> **WORK TO BE COMPLETED**
Copy the following entries word for word, leaving out the pictures.

## begin SUPPLIED ENTRIES

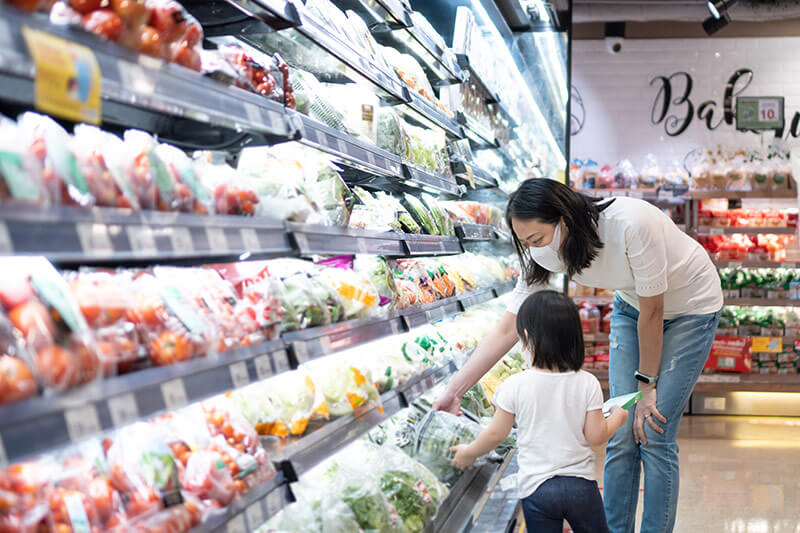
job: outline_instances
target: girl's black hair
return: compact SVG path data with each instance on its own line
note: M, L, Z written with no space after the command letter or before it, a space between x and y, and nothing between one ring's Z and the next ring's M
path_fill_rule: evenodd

## end SUPPLIED ENTRIES

> **SOLUTION TO THIS EXERCISE**
job: outline_instances
target: girl's black hair
return: compact SVG path data with each instance on its own line
note: M, L, Z written with no space after the command letter or before it, a space between x and y, and nothing between one ring's Z and the next ring's M
path_fill_rule: evenodd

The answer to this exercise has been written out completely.